Task list.
[A] In the wildlife post, list every sentence that ends with a question mark, including the article title.
[B] Answer these questions using the wildlife post:
(i) Who is named as the author of the article?
(ii) What does the North Dakota Wildlife Federation hire each session?
(iii) What summary is included inside this issue of Flickertales?
[C] Shorten the paragraph of the wildlife post that begins "North Dakota does not have a large population," keeping its main points.

Excerpted text.
>>>
# Bit of an edge to it.



## Dick Monson (Aug 12, 2002)

This is worthg posting in the Hot Topics. I like to see some balls. 
______________________________________________________
NDWF April Flickertails

*Who Cares About Wildlife?*

by Shawn McKenna

Why do you live here in North Dakota? I'd be willing to bet it's not because you like living in a big city. I'd also guess you prefer seeing a landscape filled wildlife more than you like tall buildings. Unfortunately not everyone feels the same way about the animals you and I cherish. If the people who care about wildlife unite, we can accomplish a lot. In the coming months it is vital that we fight to protect the habitat wildlife needs.

North Dakota does not have a large population, but there is never a shortage of opinions on what should be done with its land and natural resources. As some of you may know, our wild places are at risk. Thousands of acres currently enrolled in CRP could soon be lost. Hopefully you're not willing to give up that easy. If you're not too busy, and you'd like to preserve what we have for future generations, now is the time to step up. We cannot sit idly by as wildlife interests are cut out of budgets, and the lands they depend on are developed for other uses.

Wildlife interests need to come together and plan their approach. Right now, the North Dakota Wildlife Federation is working with other sportsmen's groups to plan its strategy, but we don't plan on doing it alone. We want to know what issues you care about. What topics upset you? What work do your legislators need to do for you? We hire a lobbyist each session to fight for your rights, and the rights of wildlife. So, send us an e-mail at [email protected], and I'll make sure your voice is heard. That's what the North Dakota Wildlife Federation is here for.

Inside this issue of Flickertales you'll find an acreage summary for 2007 CRP contract expirations. Take a minute to look this information over, and I hope you'll see exactly what is at stake. Then, maybe the next time you go hunting for pheasants you'll understanding exactly how much those birds depend on that undisturbed land.
<<<
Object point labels
>>>
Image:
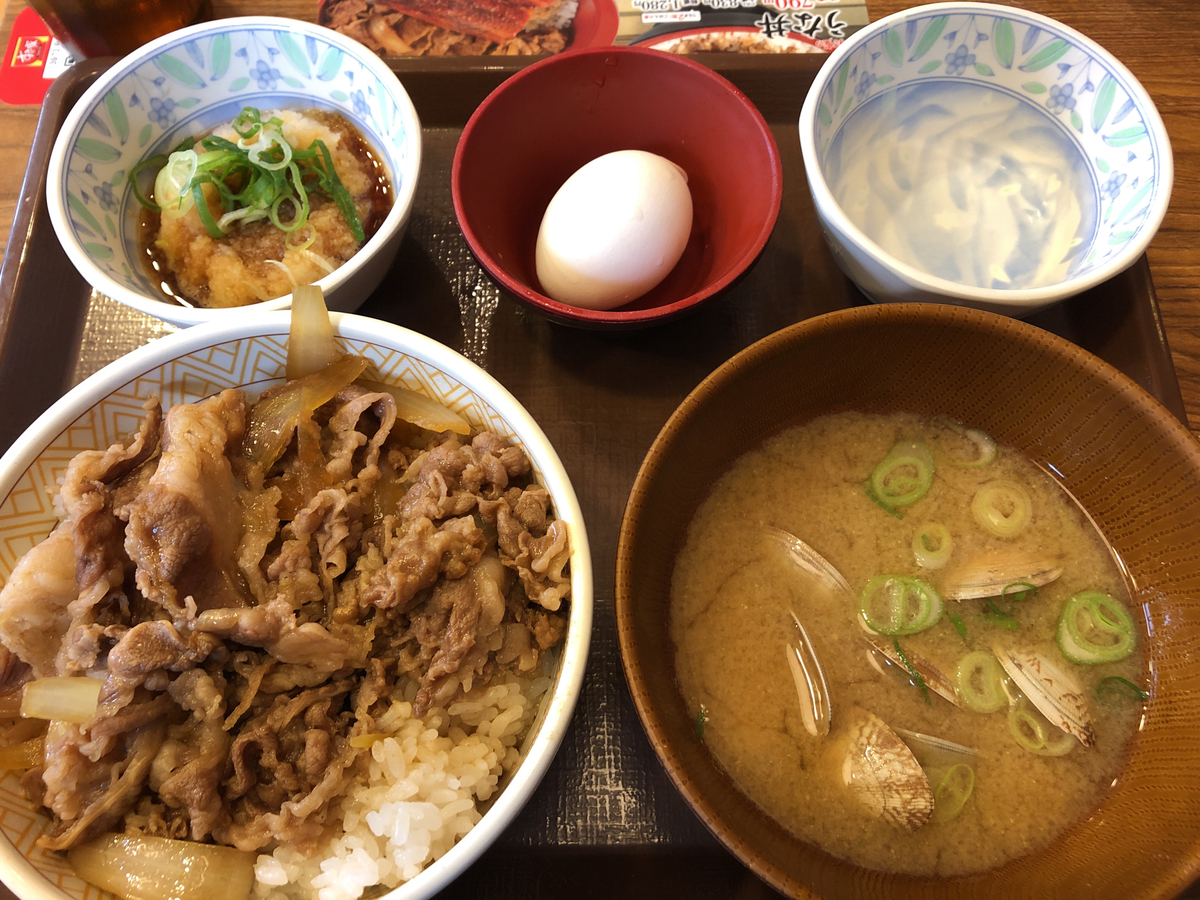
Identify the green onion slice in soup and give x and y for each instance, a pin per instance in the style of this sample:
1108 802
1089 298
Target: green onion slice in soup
952 792
1036 735
1095 629
904 477
981 682
899 605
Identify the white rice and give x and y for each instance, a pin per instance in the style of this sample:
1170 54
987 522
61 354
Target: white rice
421 793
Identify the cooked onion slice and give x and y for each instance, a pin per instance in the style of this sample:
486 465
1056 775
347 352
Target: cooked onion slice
273 420
311 340
24 755
1002 508
420 411
138 868
64 700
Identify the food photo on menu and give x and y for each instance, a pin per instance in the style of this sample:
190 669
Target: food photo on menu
595 449
511 28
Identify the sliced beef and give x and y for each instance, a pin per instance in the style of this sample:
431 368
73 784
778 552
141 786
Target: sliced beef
419 555
185 528
35 600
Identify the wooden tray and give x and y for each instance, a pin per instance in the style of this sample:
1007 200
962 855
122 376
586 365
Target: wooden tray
605 821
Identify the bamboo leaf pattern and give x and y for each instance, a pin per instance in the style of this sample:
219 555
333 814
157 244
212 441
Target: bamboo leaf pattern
933 31
97 150
893 47
293 52
1051 53
1126 136
1104 97
222 51
179 70
1005 42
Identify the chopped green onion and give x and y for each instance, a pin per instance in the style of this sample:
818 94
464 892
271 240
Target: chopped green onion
931 545
1095 629
154 162
253 179
1121 689
899 605
1002 508
1036 735
958 624
912 672
904 477
981 682
952 792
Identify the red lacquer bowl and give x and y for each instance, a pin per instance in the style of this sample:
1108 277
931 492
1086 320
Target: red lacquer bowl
543 124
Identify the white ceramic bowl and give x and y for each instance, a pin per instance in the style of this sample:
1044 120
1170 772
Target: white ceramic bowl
1067 93
183 85
250 353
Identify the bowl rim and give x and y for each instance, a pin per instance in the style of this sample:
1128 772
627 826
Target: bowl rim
29 883
1176 873
827 207
653 315
185 316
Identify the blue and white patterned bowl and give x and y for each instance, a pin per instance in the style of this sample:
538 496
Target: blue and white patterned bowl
189 82
1062 89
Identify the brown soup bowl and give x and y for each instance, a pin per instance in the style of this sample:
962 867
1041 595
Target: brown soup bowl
1134 468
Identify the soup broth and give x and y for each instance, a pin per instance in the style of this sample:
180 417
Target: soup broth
733 593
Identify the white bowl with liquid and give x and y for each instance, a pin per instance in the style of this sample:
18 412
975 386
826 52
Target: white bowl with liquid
984 156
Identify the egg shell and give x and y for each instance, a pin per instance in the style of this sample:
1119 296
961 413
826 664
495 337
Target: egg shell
613 231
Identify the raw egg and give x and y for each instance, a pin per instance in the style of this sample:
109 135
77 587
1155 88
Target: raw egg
613 231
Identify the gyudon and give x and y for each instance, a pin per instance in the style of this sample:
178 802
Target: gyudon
256 619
<<<
Answers to each task.
[A]
- Who Cares About Wildlife?
- Why do you live here in North Dakota?
- What topics upset you?
- What work do your legislators need to do for you?

[B]
(i) Shawn McKenna
(ii) A lobbyist
(iii) An acreage summary for 2007 CRP contract expirations

[C] North Dakota has few people but many opinions about its land and natural resources. Its wild places are at risk, and thousands of acres now in CRP could soon be lost. People who want to keep these places for future generations should act now. They cannot stand by while budgets cut wildlife interests and wildlife lands are developed for other uses.